§ **Provided records**
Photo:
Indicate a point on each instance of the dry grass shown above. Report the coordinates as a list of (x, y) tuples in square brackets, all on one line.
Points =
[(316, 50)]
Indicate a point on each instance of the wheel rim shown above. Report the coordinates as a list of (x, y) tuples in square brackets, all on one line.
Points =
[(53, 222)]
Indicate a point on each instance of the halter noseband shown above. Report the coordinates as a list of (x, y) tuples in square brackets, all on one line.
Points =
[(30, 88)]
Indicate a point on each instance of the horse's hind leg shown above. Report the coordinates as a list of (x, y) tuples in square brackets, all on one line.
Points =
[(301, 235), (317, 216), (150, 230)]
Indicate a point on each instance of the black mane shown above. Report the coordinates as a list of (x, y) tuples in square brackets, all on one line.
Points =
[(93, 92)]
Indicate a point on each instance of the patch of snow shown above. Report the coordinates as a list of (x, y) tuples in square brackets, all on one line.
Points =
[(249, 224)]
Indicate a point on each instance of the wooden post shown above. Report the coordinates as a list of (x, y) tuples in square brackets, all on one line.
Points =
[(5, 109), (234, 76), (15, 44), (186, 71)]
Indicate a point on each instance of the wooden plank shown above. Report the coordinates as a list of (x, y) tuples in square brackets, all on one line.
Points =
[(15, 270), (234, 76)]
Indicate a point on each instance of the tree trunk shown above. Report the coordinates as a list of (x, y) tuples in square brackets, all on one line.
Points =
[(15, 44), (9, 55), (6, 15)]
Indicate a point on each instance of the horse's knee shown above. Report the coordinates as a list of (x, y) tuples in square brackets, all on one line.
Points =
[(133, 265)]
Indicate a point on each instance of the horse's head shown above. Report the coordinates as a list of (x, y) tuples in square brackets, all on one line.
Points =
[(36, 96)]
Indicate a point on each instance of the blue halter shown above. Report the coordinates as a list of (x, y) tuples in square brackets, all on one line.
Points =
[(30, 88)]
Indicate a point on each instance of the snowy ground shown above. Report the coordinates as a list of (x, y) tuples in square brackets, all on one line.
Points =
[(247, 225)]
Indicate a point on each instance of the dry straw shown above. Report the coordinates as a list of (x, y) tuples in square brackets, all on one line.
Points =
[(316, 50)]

§ **Exercise aim**
Return every line of the data unchanged.

§ **Result of the exercise**
Photo:
Indicate a point on each instance of the dry grass shown above. Report the coordinates as a list of (x, y) tuples in square brackets, all on one line.
Points =
[(316, 50)]
Indicate a point on each instance of the wheel rim shown above. Report the coordinates as a list of (x, y) tuples in square brackets, all on one line.
Points =
[(53, 222)]
Indicate a point on each instance of the halter noseband shown above. Report the coordinates as a list of (x, y) tuples in square brackets, all on one line.
Points =
[(30, 88)]
Indicate a point on each instance of the horse's hind leg shown above. Report the coordinates as a list of (x, y) tuples in square brackets, all on one line.
Points =
[(301, 235), (317, 216), (150, 230)]
Indicate a point on each instance of the black mane shown above. Report the coordinates as a list of (x, y) tuples in square brackets, all on one line.
Points =
[(93, 92)]
Indicate a point on each instance of the patch of snow shown above. Report the coordinates as a list of (x, y) tuples in square brackets, all on one line.
Points =
[(249, 224)]
Indicate a point on each instance of the wooden post shown above. Report the coordinates as a list of (x, y) tuples in square brackets, all on one line.
Points =
[(5, 109), (234, 76), (15, 44), (186, 71)]
Indicate a point on each instance of the wooden plank shown above. Report the coordinates as a list of (x, y) tuples in square brackets, all on one line.
Points =
[(15, 270), (234, 76)]
Indicate a point on each instance of the tree trunk shown above. Report the coordinates as a list of (x, y) tuples in square brackets, all on one line.
Points =
[(15, 44), (9, 55), (6, 15)]
Indicate a point on each instance of the horse's knee shown above. Report the coordinates as a list of (x, y) tuples in square brackets, all on one line.
Points =
[(133, 265)]
Indicate a point on each instance of the horse's head shown above. Report the coordinates as a list of (x, y) tuples in square brackets, all on one line.
Points =
[(36, 96)]
Indicate a point on each instance of the blue halter shown above. Report the coordinates as a list of (x, y) tuples in square brackets, all on one line.
Points =
[(30, 88)]
Indicate a point on each instance of the snowy ground shown above. Report the coordinates as a list of (x, y) tuples in square brackets, all on one line.
Points =
[(247, 225)]
Indicate a point on each instance of the dry straw shown above. Report the coordinates as a list of (x, y) tuples in square brackets, all on one line.
Points =
[(316, 50)]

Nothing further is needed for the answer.